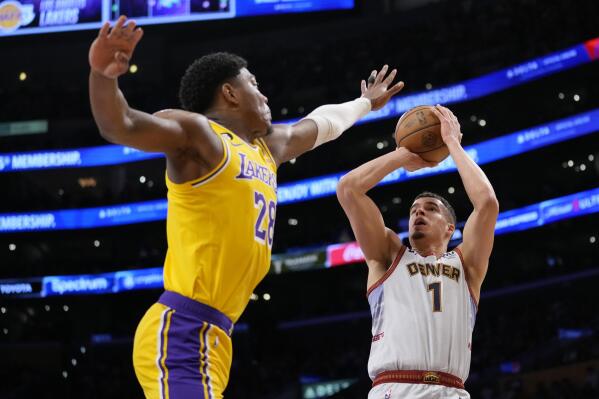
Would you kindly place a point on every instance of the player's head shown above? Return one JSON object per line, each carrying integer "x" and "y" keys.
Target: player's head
{"x": 223, "y": 80}
{"x": 431, "y": 217}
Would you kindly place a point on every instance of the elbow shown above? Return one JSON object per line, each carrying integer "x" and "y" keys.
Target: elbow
{"x": 345, "y": 189}
{"x": 490, "y": 203}
{"x": 108, "y": 136}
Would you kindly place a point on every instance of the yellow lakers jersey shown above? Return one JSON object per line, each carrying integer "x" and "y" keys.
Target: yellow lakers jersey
{"x": 220, "y": 227}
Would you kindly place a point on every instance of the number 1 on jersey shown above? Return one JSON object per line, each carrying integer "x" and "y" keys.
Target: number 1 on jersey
{"x": 436, "y": 288}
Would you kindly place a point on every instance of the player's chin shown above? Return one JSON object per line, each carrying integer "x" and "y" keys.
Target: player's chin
{"x": 417, "y": 235}
{"x": 267, "y": 128}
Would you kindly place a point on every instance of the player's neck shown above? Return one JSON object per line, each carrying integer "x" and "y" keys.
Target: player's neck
{"x": 232, "y": 123}
{"x": 429, "y": 248}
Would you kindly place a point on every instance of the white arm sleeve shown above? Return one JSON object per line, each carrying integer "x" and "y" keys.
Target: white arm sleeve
{"x": 334, "y": 119}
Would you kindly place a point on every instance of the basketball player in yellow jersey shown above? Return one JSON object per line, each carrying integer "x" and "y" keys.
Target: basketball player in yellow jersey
{"x": 222, "y": 155}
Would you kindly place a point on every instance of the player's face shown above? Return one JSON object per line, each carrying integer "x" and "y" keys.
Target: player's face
{"x": 427, "y": 219}
{"x": 254, "y": 105}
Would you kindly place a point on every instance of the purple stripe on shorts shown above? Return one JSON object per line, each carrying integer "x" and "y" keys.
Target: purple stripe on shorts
{"x": 198, "y": 310}
{"x": 205, "y": 355}
{"x": 182, "y": 361}
{"x": 163, "y": 324}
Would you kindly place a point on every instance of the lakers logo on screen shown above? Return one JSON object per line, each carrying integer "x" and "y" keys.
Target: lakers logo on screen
{"x": 13, "y": 15}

☆ ☆ ☆

Write every line above as a JSON list of strings, one string per line, omitting blank lines and the pictures.

Answer below
[
  "Would you kindly place a point on every instance of the player's head shown above? Return one JSON object per line, each carrying integer \"x\" and \"y\" keys.",
  "Target: player's head",
  "{\"x\": 223, \"y\": 80}",
  "{\"x\": 431, \"y\": 217}",
  "Would you kindly place a point on every instance of the elbow shown above? Return one JSON object per line, each carrying integer \"x\" and \"y\" keys.",
  "Target: elbow",
  "{\"x\": 345, \"y\": 189}",
  "{\"x\": 490, \"y\": 203}",
  "{\"x\": 108, \"y\": 136}",
  "Would you kindly place a point on every instance of the yellow lakers jersey shown above? Return one JSON object per line, each carrying integer \"x\" and \"y\" keys.",
  "Target: yellow lakers jersey",
  "{\"x\": 220, \"y\": 227}",
  "Would you kindly place a point on every instance of the number 1 on jersey shown above? Return one JSON object per line, each carrying integer \"x\" and \"y\" keys.",
  "Target: number 1 on jersey",
  "{\"x\": 436, \"y\": 288}",
  "Would you kindly place a point on every instance of the player's chin shown above? Return one JSON object per line, each carrying integer \"x\" and \"y\" keys.",
  "Target: player's chin",
  "{\"x\": 417, \"y\": 235}",
  "{\"x\": 267, \"y\": 128}",
  "Would you kindly place a point on every instance of the player's neck shown above? Return one JSON object per line, each carrying integer \"x\" and \"y\" keys.",
  "Target: player's neck",
  "{\"x\": 232, \"y\": 123}",
  "{\"x\": 429, \"y\": 248}",
  "Would you kindly place a point on every instance of the white arm sleeve shown above? Return one JSON object per line, each carrying integer \"x\" and \"y\" keys.",
  "Target: white arm sleeve",
  "{\"x\": 334, \"y\": 119}",
  "Would you kindly place a point on every instance of the basketball player in yellow jersey shown above? Return one JSON object per line, each carrying integer \"x\" and \"y\" keys.",
  "Target: basketball player in yellow jersey",
  "{\"x\": 222, \"y\": 155}",
  "Would you kindly place a point on every instance of the player's face shown above? Return one JSON object per line, each carrying integer \"x\" and \"y\" keys.",
  "Target: player's face",
  "{\"x\": 427, \"y\": 219}",
  "{\"x\": 254, \"y\": 105}",
  "Would you kindly place a point on every instance of the purple stripe on shorts shown above? Return one JSON object per line, each carrying integer \"x\" and \"y\" keys.",
  "Target: purple stripe on shorts",
  "{\"x\": 198, \"y\": 310}",
  "{\"x\": 205, \"y\": 355}",
  "{\"x\": 182, \"y\": 361}",
  "{\"x\": 163, \"y\": 324}",
  "Would you kindly place a point on every instance of the lakers logo on screen shown above? Return one JSON object per line, each carrying integer \"x\" and \"y\" keys.",
  "Target: lakers logo on screen",
  "{\"x\": 13, \"y\": 15}"
]